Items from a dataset
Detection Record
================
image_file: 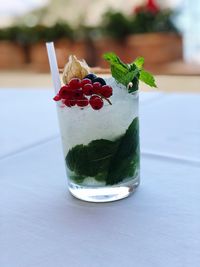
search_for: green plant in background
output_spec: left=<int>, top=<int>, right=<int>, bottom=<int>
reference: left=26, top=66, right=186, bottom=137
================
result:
left=130, top=0, right=178, bottom=34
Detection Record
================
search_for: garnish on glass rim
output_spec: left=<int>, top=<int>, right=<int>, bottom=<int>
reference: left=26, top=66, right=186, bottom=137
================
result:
left=103, top=52, right=157, bottom=93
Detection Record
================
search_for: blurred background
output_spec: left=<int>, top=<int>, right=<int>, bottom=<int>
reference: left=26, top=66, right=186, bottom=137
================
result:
left=0, top=0, right=200, bottom=80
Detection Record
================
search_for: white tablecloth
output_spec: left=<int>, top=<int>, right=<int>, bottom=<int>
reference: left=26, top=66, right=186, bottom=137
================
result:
left=0, top=89, right=200, bottom=267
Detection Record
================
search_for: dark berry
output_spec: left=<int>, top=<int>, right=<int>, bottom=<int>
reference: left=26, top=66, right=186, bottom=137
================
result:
left=76, top=96, right=89, bottom=107
left=53, top=94, right=61, bottom=101
left=92, top=77, right=106, bottom=85
left=58, top=85, right=72, bottom=99
left=83, top=83, right=93, bottom=95
left=90, top=95, right=103, bottom=110
left=100, top=85, right=112, bottom=98
left=81, top=78, right=92, bottom=87
left=84, top=73, right=97, bottom=81
left=73, top=89, right=83, bottom=98
left=68, top=78, right=81, bottom=90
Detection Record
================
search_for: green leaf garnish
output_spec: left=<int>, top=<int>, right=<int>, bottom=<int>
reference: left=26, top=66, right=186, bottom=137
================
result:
left=139, top=70, right=157, bottom=87
left=103, top=52, right=157, bottom=93
left=132, top=57, right=144, bottom=70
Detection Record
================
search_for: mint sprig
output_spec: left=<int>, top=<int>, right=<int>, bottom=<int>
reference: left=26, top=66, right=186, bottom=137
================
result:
left=103, top=52, right=157, bottom=93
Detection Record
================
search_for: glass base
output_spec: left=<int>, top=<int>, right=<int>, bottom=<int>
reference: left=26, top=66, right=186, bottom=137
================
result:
left=69, top=177, right=139, bottom=202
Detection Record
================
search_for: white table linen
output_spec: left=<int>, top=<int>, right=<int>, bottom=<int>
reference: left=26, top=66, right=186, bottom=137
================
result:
left=0, top=90, right=200, bottom=267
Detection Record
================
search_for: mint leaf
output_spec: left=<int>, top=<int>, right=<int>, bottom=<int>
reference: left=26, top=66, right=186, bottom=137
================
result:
left=132, top=57, right=144, bottom=70
left=103, top=52, right=157, bottom=93
left=65, top=139, right=119, bottom=177
left=65, top=118, right=139, bottom=185
left=139, top=70, right=157, bottom=87
left=103, top=53, right=136, bottom=86
left=103, top=52, right=128, bottom=69
left=106, top=118, right=139, bottom=185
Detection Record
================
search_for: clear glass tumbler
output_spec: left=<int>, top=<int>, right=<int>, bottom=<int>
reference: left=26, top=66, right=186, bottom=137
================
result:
left=57, top=78, right=140, bottom=202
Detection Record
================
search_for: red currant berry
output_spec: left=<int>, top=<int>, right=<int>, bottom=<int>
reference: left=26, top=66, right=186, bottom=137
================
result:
left=63, top=97, right=76, bottom=107
left=58, top=85, right=72, bottom=99
left=68, top=78, right=81, bottom=90
left=53, top=95, right=61, bottom=101
left=83, top=83, right=93, bottom=95
left=93, top=82, right=102, bottom=94
left=69, top=98, right=76, bottom=107
left=77, top=96, right=89, bottom=107
left=64, top=98, right=71, bottom=107
left=73, top=89, right=83, bottom=98
left=100, top=85, right=112, bottom=98
left=81, top=78, right=92, bottom=87
left=90, top=96, right=103, bottom=110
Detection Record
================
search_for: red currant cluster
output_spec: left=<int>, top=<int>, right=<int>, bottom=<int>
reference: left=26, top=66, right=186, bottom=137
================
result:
left=54, top=73, right=112, bottom=110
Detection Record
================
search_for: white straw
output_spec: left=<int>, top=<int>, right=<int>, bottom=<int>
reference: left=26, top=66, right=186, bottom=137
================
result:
left=46, top=42, right=61, bottom=94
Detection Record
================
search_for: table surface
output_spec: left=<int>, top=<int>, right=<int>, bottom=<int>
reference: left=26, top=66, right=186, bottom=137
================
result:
left=0, top=89, right=200, bottom=267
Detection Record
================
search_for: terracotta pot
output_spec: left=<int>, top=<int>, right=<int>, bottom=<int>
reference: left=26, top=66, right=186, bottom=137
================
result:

*Exercise description*.
Return every line of the material that contains the word "currant".

*Result below*.
search_for: red currant berry
search_for: red currant cluster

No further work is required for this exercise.